**Problem description**
Can you copy the data below line for line, without changing anything, and leave every picture out of your copy?

**Collected data entries**
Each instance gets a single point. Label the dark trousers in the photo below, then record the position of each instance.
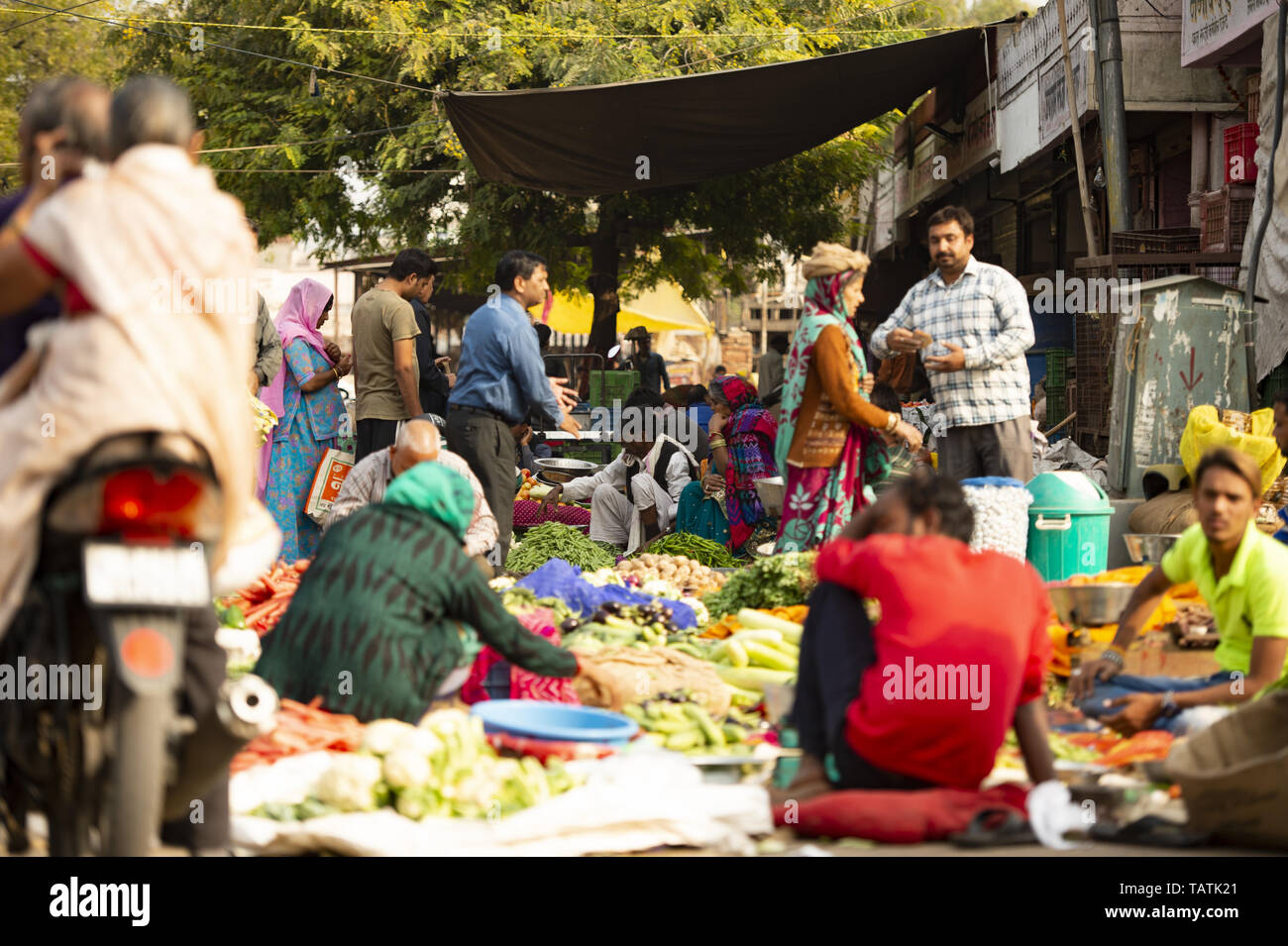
(836, 649)
(988, 450)
(487, 444)
(374, 435)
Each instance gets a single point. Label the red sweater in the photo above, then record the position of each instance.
(961, 644)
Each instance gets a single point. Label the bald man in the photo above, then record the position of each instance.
(417, 442)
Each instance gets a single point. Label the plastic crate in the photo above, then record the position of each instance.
(1056, 408)
(1057, 369)
(1173, 240)
(612, 385)
(1275, 381)
(1240, 142)
(1225, 215)
(1094, 361)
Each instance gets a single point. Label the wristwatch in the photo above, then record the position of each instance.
(1170, 706)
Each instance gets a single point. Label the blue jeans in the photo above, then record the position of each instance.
(1184, 722)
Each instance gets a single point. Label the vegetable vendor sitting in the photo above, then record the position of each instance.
(1241, 573)
(375, 626)
(921, 695)
(725, 506)
(632, 499)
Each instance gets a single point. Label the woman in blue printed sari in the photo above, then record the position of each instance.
(305, 398)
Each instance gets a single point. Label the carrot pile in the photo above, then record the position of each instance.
(1147, 745)
(300, 729)
(265, 600)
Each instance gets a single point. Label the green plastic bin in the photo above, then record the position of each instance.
(1068, 525)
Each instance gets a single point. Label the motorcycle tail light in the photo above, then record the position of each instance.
(142, 503)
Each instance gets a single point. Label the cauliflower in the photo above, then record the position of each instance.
(381, 735)
(404, 768)
(443, 722)
(352, 783)
(420, 740)
(699, 610)
(417, 803)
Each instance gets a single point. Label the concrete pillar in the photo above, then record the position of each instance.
(1199, 126)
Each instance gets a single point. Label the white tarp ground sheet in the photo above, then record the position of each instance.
(629, 803)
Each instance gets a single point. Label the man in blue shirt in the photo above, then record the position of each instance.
(501, 378)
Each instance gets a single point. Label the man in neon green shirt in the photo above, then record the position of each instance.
(1241, 573)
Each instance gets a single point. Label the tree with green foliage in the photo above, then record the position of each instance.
(416, 184)
(35, 48)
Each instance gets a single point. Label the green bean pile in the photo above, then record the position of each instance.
(557, 541)
(709, 554)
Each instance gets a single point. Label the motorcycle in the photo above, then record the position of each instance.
(121, 604)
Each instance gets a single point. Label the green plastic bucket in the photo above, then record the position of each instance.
(1068, 525)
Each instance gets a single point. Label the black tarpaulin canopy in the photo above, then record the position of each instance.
(595, 139)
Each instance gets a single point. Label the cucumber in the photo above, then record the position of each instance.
(709, 730)
(682, 742)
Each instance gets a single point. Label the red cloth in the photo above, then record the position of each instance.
(524, 684)
(961, 644)
(73, 300)
(897, 817)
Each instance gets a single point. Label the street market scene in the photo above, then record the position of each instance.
(761, 428)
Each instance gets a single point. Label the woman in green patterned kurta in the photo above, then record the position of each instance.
(373, 627)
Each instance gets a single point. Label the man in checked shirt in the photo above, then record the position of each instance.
(978, 317)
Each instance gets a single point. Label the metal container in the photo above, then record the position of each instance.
(1090, 605)
(772, 491)
(1147, 549)
(559, 470)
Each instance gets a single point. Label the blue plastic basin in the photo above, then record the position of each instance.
(554, 721)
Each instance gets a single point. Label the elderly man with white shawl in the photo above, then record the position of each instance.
(155, 265)
(632, 499)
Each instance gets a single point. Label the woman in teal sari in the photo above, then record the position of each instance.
(375, 626)
(828, 446)
(725, 506)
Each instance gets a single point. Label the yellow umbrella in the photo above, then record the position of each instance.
(662, 309)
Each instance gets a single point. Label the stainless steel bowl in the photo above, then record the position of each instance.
(1146, 547)
(561, 470)
(772, 491)
(1090, 605)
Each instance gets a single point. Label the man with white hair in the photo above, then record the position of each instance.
(417, 442)
(68, 115)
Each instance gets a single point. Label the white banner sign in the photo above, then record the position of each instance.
(1215, 26)
(1037, 39)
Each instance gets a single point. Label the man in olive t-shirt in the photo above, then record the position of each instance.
(386, 374)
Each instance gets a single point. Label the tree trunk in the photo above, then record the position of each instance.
(605, 259)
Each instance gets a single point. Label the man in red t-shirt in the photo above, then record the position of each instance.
(923, 696)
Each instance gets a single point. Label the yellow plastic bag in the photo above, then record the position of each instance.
(1203, 430)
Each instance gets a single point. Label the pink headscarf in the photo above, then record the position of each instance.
(297, 318)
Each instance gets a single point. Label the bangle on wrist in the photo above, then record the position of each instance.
(1115, 658)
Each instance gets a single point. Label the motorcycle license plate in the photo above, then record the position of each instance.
(166, 577)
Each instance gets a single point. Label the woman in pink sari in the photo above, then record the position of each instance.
(305, 399)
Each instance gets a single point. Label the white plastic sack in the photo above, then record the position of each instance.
(629, 802)
(1001, 517)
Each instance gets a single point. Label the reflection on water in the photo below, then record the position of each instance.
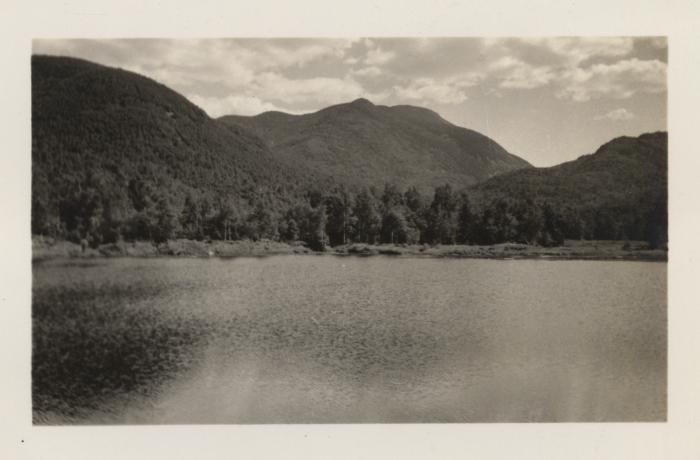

**Final answer**
Each instance gets a single point. Label the dark trousers in the photo below, then record the position of each instance.
(836, 649)
(988, 450)
(487, 444)
(374, 435)
Each instance gets a single point. Label the red sweater in the photo above, then record the position of each instance.
(961, 644)
Each instance gets a single point. Label the bald man in the photo above, then record the position of each instance.
(417, 442)
Each instance gets a single point. Label the plastic crate in the photo above, then record the position of each instance.
(1056, 408)
(1057, 369)
(1173, 240)
(612, 385)
(1275, 381)
(1240, 142)
(1225, 215)
(1094, 361)
Each instance gets a single point. Label the wristwatch in the photo above, then record the position of each instance.
(1170, 706)
Each instance gets a single point. Label the blue jeans in the photo above, then record the position of each instance.
(1184, 722)
Each instance gets a single point. Label the vegetable vendor sitting in the photo above, then record the position of each instance.
(1241, 573)
(375, 626)
(921, 695)
(725, 506)
(632, 499)
Each instance gets a single point. Label the woman in blue printed sari in the photo above, then record the position of each instance.
(305, 398)
Each instance gets a single point. Label the carrot pile in the photo above, then record the position of each instance.
(1147, 745)
(300, 729)
(265, 600)
Each instance gets a single point. Label the green plastic bin in the photo above, then record the position of each instance.
(1068, 525)
Each instance gets a single point. Label the motorcycle tail light in the photo above, then record the position of each instance.
(142, 503)
Each instance gets a single point. Label the cauliflower in the photo above, then record the position of each instance.
(381, 735)
(404, 768)
(443, 722)
(352, 783)
(420, 740)
(699, 610)
(417, 803)
Each instance gets a single point. Label the concrete pillar in the photo above, then record the position of each instance.
(1199, 126)
Each instance gets a single point. Label the white tarp ground sheet in the photo above, then record the position of each instance.
(629, 803)
Each instance gets a single point. Label the man in blue shirt in the photo above, then record the position of each instance.
(501, 378)
Each instance gets a single point. Label the man in neon green shirt in the photo above, then record the position of each instance.
(1241, 573)
Each instance gets a single point. Label the tree with green foliage in the photo above, then record the position of each instance.
(416, 184)
(35, 48)
Each instance gets a single point. Label the green bean pile in the photo above, then record the position of each instance.
(557, 541)
(709, 554)
Each instance gets a single point. Label the motorcycle in the photo above, then record the position of each instance.
(121, 604)
Each instance gets a single point. Label the green plastic bucket in the photo above, then record the position of each instance.
(1068, 525)
Each instance gets a single point. Label the black tarpaulin canopy in the photo above, then record the position of each instance.
(595, 139)
Each instance gets a single point. Label the cucumber in the photo above, then record the position of each instance.
(709, 730)
(682, 742)
Each instance gets a single point. Label the red cloth in the photo above, then record the position of each instance.
(524, 684)
(961, 644)
(73, 300)
(897, 817)
Each instance gets a single point. Label the street market scene in the photo above, then record the position of each instance.
(761, 428)
Each instance gets a single point. Label the woman in green patterned kurta in the photo above, then record the position of each instance.
(373, 627)
Each instance gets a single point. Label the man in checked shirt in the photo above, then record the position of each instance.
(978, 317)
Each instance gets a single point. Label the metal container in the photo above, then record the position of each instance.
(1090, 605)
(772, 491)
(1147, 549)
(559, 470)
Each instance gets a single point. Label the blue plastic basin in the photo above, then record the position of each instance.
(554, 721)
Each instance gets a single point. Label the elderly man with white shawl in the photo above, then record the position of each instance.
(155, 265)
(632, 499)
Each instance gets a single point. Label the woman in teal sari in the photo above, then record the position of each instance.
(375, 626)
(828, 446)
(725, 506)
Each instance gets a single point. Label the yellow umbrella in the photo above, then record the position of each instance.
(662, 309)
Each instance gets a single point. Label the stainless steel bowl in the photo above, then record the position of each instance.
(1146, 547)
(561, 470)
(772, 491)
(1090, 605)
Each instance gets a single point. Label the man with white hair in the photo above, then record the position of each instance.
(417, 442)
(68, 115)
Each instance gets a single point. Label the white banner sign in the photo above, then record the position of each instance.
(1215, 26)
(1037, 39)
Each instance gets a single point. Label the man in olive t-shirt in the photo above, then record the position of each instance.
(386, 374)
Each instance gets a single point. Label the tree trunk in the photo above, then record the position of each instance.
(605, 259)
Each instance gets a single point. Label the man in red t-shirt in the photo above, then record the position of each instance.
(923, 696)
Each instance gets a single point. Label the yellow plastic bag in the photo above, then record the position of each instance.
(1203, 430)
Each instance gets a single point. Label the pink headscarf in the photo above, then record the position of each instance.
(297, 318)
Each instance gets a single point. Label the bangle on wrist in the photo above, then record the position of each instance.
(1115, 658)
Each instance gets a single point. Label the motorcycle license plate in the photo above, then record the position of each instance.
(166, 577)
Each instance gets a single point. Label the woman in pink sari in the photo above, then record the position of each instance.
(305, 399)
Each instance gets a single point. Label the white plastic sack in the photo above, then record the position of each instance.
(629, 802)
(1001, 517)
Each instance gets a single point. Label the reflection on water in the photo below, then record the position of each instance.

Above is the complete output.